> WHAT TO DO:
A: Decide whether each statement agrees with the passage on Petero Okotai: (i) Okotai was the only Cook Islander in any swimming event in Beijing; (ii) Okotai's heat had five swimmers; (iii) Oman's Mohammed Al-Habsi won the heat. Answer yes or no for each, and quote the text's deciding words.
B: Reproduce the part of the passage on Petero Okotai that runs from "Petero Okotai participated" up to and including "to later rounds.".
[PASSAGE SHOWN — start]
Petero Okotai participated on the Cook Islands' behalf in the men's 100 meters breaststroke. He was the only Cook Islander participating in the event, or in any swimming event in general in Beijing. Okotai was 27 years old at the time of his participation at the 2008 Summer Olympics, and had not previously participated in any Olympic games. During the preliminary rounds, which took place on 9 August, the Cook Islander participated in the first heat, which included three people. Of those three, Okotai ranked third after finishing the event in 1:20.20. Oman's Mohammed Al-Habsi ranked ahead of Okotai (1:12.28), while Qatar's Osama Mohammed Ye Alarag took first in the heat (1:10.83). Of the 63 athletes who finished the qualification heats, Okotai ranked last. He did not advance to later rounds.
[PASSAGE SHOWN — finish]
[DATA EXTRACTS — start]
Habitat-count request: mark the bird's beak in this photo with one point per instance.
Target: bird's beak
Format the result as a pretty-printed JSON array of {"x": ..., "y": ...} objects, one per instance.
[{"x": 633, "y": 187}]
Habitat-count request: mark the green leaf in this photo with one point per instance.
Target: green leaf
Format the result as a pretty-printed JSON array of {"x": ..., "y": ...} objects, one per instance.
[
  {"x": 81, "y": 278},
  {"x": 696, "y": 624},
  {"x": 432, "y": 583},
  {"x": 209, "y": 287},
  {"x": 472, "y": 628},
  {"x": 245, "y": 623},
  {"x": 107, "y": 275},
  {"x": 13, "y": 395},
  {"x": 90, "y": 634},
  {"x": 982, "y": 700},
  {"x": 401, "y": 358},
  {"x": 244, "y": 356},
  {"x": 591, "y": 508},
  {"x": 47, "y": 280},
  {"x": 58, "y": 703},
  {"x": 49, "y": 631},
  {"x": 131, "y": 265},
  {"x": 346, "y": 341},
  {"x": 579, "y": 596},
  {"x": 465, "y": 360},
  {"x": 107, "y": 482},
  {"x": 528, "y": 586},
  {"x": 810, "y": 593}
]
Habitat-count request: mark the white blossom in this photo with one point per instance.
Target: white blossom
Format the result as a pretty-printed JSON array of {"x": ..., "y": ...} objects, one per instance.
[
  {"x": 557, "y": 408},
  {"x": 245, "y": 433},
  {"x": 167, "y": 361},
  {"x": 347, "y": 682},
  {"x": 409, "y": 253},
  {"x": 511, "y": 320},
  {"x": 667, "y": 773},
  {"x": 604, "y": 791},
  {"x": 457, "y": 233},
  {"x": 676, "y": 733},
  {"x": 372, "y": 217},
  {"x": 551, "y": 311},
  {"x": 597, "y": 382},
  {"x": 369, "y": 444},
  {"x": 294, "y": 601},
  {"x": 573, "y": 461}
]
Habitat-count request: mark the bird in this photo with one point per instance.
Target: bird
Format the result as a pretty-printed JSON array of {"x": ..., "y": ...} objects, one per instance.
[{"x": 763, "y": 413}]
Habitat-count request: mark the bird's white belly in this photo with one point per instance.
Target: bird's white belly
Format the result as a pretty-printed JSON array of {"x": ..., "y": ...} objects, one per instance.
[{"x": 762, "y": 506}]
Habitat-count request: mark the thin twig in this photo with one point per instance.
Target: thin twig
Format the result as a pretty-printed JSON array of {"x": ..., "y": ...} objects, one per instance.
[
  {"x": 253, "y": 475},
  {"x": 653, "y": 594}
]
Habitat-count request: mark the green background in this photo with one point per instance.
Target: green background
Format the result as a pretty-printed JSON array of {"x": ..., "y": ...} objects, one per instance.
[DATA EXTRACTS — finish]
> COMPLETED EXERCISE:
A:
(i) Yes: "He was the only Cook Islander participating in the event, or in any swimming event in general in Beijing."
(ii) No: "the first heat, which included three people."
(iii) No: "Qatar's Osama Mohammed Ye Alarag took first in the heat (1:10.83)."

B:
Petero Okotai participated on the Cook Islands' behalf in the men's 100 meters breaststroke. He was the only Cook Islander participating in the event, or in any swimming event in general in Beijing. Okotai was 27 years old at the time of his participation at the 2008 Summer Olympics, and had not previously participated in any Olympic games. During the preliminary rounds, which took place on 9 August, the Cook Islander participated in the first heat, which included three people. Of those three, Okotai ranked third after finishing the event in 1:20.20. Oman's Mohammed Al-Habsi ranked ahead of Okotai (1:12.28), while Qatar's Osama Mohammed Ye Alarag took first in the heat (1:10.83). Of the 63 athletes who finished the qualification heats, Okotai ranked last. He did not advance to later rounds.